— TAREAS PROPUESTAS —
- 1) Resume en dos oraciones el texto de estudio sobre Winston Smith y el doblepensar.
- 2) Según el texto de estudio, ¿con qué cuerpo controlaba el sistema física y mentalmente a la población?

En la historia que se narra, un empleado del Ministerio de la Verdad (junto con el del Amor, el de la Paz y el de la Abundancia) Winston Smith, encargado de reescribir la historia cada día, comenzó a comprender esa gran farsa en la que vivía, y tras contactar con la rebelde Julia (con la que encuentra el amor) y el líder de la supuesta opositora Hermandad, comenzó una resistencia frente al sistema que controlaba física y mentalmente a la población (con la Policía del pensamiento) y prohibía con una vigilancia intensiva toda disidencia, toda intimidad y toda familia. Especialmente gracias al neologismo “doblepensar”; un instrumento clave del sistema, que como señalaba el supuesto opositor Goldstein (“el enemigo del pueblo”), era enseñando desde la más tierna infancia para convencer que la mentira era, al final, la pura verdad:
“Decir mentiras a la vez que se cree sinceramente en ellas, olvidar todo hecho que no convenga recordar, y luego, cuando vuelva a ser necesario, sacarlo del olvido sólo por el tiempo que convenga, negar la existencia de la realidad objetiva sin dejar ni por un momento de saber que existe esa realidad que se niega… todo esto es indispensable. Incluso para usar la palabra doblepensar es preciso emplear el doblepensar. Porque para usar la palabra se admite que se están haciendo trampas con la realidad. Mediante un nuevo acto de doblepensar se borra este conocimiento; y así indefinidamente, manteniéndose la mentira siempre unos pasos delante de la verdad. En definitiva, gracias al doblepensar ha sido capaz el Partido —y seguirá siéndolo durante miles de años— de parar el curso de la Historia”.

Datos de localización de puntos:

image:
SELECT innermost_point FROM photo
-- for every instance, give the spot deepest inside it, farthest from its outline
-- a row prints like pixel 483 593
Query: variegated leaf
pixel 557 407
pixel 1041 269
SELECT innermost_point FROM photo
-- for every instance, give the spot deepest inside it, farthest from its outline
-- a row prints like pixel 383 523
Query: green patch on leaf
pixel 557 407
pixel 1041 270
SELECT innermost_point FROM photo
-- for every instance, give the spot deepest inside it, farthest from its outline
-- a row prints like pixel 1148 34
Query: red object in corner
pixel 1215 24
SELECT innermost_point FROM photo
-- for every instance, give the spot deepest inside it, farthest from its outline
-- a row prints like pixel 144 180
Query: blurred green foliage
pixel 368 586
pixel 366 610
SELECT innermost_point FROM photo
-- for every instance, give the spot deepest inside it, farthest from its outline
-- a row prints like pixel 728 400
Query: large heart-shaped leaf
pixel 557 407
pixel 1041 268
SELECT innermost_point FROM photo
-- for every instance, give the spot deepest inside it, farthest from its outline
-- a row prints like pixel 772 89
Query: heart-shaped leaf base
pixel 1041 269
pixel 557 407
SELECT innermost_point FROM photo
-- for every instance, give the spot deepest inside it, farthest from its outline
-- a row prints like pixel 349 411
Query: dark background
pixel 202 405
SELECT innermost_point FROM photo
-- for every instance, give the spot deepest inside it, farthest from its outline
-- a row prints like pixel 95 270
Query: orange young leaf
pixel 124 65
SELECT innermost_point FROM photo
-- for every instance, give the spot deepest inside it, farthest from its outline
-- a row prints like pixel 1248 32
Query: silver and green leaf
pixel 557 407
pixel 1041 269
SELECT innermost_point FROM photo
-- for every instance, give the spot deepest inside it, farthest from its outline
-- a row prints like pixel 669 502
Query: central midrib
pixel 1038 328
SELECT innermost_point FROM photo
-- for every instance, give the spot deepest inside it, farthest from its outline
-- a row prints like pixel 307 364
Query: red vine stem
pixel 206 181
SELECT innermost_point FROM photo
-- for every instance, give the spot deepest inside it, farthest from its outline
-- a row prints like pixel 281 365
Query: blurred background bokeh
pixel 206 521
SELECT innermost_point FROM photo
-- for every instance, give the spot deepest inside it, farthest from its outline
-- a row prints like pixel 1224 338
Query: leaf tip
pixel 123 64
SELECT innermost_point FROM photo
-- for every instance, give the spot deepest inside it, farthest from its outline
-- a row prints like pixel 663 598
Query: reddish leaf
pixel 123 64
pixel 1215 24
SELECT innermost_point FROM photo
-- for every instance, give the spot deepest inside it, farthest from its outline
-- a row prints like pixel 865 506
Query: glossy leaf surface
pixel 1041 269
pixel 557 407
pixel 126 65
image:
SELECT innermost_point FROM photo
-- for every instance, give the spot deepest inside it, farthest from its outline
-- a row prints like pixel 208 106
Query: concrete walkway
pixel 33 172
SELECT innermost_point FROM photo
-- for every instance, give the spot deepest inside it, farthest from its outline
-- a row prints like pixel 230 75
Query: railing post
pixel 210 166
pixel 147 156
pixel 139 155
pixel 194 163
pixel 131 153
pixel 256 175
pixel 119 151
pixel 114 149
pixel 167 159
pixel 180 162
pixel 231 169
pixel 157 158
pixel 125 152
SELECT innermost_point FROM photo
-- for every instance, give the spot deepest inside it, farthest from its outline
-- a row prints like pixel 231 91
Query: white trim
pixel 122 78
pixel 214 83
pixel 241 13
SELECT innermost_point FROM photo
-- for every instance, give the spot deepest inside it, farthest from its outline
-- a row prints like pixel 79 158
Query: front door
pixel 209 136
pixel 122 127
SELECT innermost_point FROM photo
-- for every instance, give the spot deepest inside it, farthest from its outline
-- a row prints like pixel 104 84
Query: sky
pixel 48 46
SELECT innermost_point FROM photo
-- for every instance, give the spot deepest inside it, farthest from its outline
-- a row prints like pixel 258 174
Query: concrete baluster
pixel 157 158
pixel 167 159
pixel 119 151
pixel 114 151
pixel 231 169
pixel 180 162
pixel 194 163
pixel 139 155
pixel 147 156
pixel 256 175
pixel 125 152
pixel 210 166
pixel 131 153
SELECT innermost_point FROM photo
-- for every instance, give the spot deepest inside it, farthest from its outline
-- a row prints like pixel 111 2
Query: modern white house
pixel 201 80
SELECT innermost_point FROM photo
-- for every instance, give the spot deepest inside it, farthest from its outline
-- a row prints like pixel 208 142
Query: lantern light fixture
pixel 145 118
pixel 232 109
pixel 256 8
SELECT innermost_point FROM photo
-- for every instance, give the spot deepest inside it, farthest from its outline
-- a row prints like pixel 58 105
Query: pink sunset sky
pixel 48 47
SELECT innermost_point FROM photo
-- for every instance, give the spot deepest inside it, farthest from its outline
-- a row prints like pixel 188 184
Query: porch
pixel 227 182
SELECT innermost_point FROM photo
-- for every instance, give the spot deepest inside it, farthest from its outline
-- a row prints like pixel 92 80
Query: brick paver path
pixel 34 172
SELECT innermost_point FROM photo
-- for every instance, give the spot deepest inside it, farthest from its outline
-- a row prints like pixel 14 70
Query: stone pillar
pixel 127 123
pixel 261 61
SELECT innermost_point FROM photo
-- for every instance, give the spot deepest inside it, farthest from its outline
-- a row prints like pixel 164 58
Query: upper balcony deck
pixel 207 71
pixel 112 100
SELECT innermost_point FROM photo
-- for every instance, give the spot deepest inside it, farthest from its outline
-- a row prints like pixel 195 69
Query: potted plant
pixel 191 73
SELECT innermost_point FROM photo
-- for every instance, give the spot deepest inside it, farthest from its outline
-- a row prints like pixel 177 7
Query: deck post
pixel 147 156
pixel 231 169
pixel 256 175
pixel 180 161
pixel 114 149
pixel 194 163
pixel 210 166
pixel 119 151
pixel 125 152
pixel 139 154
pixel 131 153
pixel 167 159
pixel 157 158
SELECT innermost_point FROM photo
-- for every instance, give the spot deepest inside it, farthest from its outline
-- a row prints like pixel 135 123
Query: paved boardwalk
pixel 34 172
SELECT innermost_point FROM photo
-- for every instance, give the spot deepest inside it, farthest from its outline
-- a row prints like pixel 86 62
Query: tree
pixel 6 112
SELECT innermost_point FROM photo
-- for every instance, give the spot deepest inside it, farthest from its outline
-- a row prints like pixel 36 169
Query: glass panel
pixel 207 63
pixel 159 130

— SOLUCIONES —
- 1) Winston Smith, empleado del Ministerio de la Verdad encargado de reescribir la historia cada día, comienza a comprender la farsa en la que vive. Tras contactar con Julia y con el líder de la Hermandad, inicia una resistencia contra un sistema que controla física y mentalmente a la población y que se apoya en el doblepensar, capaz, según la cita, de parar el curso de la Historia.

- 2) Con la Policía del pensamiento.